%%

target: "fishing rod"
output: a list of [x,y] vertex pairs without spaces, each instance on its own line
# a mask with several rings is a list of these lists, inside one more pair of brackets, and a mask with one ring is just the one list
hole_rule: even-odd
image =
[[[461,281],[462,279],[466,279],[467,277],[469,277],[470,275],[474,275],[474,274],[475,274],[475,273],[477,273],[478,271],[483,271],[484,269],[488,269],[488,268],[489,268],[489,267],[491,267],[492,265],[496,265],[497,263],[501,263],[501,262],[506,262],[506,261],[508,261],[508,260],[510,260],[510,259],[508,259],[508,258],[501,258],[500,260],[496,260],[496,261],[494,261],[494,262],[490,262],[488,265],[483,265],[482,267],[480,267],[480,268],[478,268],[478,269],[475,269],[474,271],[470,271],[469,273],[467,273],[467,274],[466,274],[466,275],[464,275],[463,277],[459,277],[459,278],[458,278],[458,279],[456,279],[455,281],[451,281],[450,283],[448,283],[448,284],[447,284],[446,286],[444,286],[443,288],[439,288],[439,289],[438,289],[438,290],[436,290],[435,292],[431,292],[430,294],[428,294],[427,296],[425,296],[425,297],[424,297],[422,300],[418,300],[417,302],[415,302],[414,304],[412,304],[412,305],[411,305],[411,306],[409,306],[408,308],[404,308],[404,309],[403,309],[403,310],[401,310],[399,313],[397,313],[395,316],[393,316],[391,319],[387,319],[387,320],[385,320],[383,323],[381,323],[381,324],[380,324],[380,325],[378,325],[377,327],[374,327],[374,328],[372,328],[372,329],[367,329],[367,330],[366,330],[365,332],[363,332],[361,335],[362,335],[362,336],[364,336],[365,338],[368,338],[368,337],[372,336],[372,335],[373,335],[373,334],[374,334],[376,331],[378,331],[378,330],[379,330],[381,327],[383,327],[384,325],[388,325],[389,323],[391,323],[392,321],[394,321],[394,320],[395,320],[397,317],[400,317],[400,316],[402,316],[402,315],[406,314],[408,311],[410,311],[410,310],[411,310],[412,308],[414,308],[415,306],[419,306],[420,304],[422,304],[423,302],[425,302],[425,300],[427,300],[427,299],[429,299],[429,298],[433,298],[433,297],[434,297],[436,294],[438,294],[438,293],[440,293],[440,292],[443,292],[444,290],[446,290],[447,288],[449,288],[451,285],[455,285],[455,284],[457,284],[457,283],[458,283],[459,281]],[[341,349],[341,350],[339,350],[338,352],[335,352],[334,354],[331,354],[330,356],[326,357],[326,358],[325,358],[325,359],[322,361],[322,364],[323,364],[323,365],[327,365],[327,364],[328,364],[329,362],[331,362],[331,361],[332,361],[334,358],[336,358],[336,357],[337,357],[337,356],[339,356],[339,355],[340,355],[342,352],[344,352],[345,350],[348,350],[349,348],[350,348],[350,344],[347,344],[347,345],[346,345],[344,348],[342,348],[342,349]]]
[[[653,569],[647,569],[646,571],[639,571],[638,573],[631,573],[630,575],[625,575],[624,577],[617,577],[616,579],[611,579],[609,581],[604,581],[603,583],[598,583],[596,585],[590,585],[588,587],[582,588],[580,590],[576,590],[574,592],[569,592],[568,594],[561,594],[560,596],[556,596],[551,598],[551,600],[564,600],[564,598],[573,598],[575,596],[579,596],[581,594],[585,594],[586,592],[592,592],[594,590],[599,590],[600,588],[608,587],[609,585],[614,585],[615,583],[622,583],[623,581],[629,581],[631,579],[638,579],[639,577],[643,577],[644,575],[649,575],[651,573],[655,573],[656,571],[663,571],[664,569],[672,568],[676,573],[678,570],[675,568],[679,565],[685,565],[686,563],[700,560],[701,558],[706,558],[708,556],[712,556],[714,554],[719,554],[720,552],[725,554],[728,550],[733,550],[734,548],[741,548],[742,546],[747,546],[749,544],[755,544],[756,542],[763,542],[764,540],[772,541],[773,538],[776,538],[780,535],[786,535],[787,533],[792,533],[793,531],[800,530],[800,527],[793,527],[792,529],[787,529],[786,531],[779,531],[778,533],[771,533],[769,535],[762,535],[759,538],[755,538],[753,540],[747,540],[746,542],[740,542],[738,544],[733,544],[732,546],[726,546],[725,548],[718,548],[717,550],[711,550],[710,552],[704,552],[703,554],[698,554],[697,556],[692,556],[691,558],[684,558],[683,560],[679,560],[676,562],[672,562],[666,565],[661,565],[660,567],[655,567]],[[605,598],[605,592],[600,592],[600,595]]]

%%

## Exercise instructions
Pick each line holding the word "list" out of the data and copy it.

## Answer to this task
output: a list of [x,y] vertex pairs without spaces, each instance on its own line
# a mask with several rings is a list of these lists, inside one more pair of brackets, and a mask with one ring is just the one list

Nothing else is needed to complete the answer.